### WRITTEN PROBLEM:
Please format the lines from the one containing "written like (444,646)." through the last line of the items as a numbered list, leaving out any blank lines.

════════════════════

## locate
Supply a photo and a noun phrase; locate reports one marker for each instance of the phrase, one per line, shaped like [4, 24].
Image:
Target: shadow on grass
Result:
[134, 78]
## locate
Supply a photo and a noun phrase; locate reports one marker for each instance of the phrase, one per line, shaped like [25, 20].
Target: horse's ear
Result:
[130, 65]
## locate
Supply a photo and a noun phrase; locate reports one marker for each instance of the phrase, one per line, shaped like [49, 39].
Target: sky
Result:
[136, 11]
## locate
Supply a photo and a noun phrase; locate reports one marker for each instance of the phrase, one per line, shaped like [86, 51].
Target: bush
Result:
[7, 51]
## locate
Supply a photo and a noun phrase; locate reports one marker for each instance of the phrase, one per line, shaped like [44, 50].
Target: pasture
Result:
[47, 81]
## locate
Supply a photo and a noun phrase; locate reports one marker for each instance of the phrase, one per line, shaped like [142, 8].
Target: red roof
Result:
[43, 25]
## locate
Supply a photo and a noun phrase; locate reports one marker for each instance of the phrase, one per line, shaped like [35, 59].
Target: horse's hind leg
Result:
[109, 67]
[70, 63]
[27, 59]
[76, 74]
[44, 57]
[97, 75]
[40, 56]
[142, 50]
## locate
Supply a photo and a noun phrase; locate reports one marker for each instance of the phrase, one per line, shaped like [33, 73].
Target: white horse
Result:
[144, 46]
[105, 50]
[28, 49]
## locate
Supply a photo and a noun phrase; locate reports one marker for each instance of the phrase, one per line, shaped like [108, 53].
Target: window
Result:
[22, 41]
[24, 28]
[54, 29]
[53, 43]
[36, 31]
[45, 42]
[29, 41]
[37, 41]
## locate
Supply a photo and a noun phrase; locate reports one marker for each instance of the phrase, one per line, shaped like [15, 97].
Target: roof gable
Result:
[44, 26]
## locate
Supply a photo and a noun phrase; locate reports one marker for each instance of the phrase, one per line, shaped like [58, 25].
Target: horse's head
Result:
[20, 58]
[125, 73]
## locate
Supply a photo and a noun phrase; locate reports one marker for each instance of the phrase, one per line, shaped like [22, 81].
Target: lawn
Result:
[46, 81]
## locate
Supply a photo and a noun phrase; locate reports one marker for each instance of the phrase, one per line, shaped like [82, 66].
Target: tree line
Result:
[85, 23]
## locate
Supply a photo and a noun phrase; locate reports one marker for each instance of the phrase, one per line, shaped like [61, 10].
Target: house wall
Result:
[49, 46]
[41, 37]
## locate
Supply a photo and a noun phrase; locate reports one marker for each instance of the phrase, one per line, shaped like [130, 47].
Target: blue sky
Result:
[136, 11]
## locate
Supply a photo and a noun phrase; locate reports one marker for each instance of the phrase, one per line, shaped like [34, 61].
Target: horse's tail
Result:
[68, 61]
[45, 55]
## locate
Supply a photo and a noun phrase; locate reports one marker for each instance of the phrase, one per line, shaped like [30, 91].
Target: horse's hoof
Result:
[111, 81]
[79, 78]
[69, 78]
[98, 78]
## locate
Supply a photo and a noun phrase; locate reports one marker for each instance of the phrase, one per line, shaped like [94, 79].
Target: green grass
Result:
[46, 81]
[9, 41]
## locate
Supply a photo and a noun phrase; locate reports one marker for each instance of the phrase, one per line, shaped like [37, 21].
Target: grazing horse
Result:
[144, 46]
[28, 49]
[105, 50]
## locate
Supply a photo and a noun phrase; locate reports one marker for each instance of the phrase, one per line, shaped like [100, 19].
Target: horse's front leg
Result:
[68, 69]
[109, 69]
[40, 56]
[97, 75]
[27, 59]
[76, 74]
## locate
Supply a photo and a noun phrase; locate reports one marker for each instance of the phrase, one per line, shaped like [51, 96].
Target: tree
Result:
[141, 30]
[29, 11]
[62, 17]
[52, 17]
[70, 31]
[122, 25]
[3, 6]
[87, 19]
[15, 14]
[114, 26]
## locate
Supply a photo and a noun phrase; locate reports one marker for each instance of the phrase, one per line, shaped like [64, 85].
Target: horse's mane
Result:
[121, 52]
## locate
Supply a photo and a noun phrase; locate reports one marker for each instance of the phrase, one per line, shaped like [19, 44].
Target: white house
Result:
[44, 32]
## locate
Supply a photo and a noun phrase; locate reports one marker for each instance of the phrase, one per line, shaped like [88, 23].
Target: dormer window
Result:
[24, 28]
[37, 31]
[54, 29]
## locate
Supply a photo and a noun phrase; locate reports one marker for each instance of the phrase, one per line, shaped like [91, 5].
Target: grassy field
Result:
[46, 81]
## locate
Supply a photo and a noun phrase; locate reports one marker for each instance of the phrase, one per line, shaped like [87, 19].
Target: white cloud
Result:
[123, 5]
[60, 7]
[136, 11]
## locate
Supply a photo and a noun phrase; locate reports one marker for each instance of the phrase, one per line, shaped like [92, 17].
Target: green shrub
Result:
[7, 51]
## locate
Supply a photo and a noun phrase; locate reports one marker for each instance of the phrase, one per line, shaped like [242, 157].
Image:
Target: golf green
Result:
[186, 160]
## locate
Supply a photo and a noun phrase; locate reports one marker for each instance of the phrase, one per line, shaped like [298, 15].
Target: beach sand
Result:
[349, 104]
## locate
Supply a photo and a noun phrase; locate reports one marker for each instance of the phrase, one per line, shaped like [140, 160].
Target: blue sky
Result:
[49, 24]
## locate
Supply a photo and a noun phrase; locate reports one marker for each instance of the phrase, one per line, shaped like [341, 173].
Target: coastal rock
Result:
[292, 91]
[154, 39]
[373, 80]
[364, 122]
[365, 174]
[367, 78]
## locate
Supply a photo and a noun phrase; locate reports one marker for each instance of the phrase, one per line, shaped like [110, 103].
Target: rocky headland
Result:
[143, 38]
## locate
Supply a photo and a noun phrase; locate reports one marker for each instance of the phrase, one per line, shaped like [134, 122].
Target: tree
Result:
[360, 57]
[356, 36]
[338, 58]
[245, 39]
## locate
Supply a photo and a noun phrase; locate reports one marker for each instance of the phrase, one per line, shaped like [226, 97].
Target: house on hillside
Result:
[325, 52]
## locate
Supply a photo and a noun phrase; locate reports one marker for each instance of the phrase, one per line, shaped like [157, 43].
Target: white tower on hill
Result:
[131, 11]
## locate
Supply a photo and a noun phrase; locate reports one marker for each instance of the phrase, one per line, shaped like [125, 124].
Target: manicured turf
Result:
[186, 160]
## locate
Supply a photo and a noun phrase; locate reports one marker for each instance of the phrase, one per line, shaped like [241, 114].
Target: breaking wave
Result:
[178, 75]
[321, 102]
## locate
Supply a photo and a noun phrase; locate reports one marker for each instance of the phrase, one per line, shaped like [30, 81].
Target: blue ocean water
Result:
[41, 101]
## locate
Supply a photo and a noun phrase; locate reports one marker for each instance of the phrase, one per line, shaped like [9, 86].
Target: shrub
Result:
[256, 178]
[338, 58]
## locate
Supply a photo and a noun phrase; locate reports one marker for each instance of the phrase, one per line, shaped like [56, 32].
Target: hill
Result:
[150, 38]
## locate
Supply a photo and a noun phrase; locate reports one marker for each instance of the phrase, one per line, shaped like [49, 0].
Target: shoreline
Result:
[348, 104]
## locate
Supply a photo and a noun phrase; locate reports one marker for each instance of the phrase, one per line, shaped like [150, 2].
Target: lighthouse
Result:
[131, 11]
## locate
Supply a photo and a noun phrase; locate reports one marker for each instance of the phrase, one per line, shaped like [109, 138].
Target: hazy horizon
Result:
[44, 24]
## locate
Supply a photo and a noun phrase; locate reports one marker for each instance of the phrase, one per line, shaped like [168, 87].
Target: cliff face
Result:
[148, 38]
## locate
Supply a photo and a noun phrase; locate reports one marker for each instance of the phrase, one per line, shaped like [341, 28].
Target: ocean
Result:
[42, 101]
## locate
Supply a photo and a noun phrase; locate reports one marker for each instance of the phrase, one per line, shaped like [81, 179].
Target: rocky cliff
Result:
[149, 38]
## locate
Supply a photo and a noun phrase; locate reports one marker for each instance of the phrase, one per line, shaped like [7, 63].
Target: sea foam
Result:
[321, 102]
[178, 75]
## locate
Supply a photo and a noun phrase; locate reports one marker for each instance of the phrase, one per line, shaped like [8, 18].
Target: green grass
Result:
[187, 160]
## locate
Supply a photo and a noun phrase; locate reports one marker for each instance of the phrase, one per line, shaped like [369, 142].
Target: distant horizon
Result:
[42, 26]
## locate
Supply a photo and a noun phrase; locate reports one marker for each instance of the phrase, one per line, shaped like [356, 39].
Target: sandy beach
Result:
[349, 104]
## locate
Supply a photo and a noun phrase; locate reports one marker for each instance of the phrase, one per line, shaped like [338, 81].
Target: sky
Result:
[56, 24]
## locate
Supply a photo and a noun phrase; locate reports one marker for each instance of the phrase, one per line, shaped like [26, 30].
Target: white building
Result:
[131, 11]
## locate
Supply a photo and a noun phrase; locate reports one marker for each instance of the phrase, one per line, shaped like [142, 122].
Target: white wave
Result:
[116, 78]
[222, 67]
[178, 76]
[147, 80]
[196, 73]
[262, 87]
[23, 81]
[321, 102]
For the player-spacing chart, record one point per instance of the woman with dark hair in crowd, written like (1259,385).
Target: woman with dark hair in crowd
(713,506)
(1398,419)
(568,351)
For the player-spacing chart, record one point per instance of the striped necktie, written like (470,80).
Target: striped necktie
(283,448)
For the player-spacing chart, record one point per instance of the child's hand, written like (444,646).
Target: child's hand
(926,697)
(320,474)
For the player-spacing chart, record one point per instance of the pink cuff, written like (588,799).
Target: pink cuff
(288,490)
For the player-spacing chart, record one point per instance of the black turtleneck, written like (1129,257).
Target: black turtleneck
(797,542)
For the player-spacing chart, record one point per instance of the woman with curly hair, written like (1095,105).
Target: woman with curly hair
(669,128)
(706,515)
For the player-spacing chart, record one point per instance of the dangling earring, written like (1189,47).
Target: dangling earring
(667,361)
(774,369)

════════════════════

### PROBLEM SOLUTION:
1. For the player-spacing chart, record one point per instance of the child's hand, written like (444,646).
2. Target: child's hand
3. (926,697)
4. (320,474)
5. For the player-spacing chart, record one point per instance of the pink cuff, written like (588,799).
6. Target: pink cuff
7. (288,490)
8. For the player-spacing chart, record one point per instance of the black turtleneck, written like (1129,257).
9. Target: black turtleneck
10. (797,542)
11. For the player-spacing chart, record one point per instance of the woman with curly hair, written like (1095,105).
12. Target: woman with curly hair
13. (669,128)
14. (706,515)
15. For the player-spacing chart, record one point per instance of the dangling earring, written like (1189,47).
16. Target: dangling earring
17. (667,361)
18. (774,369)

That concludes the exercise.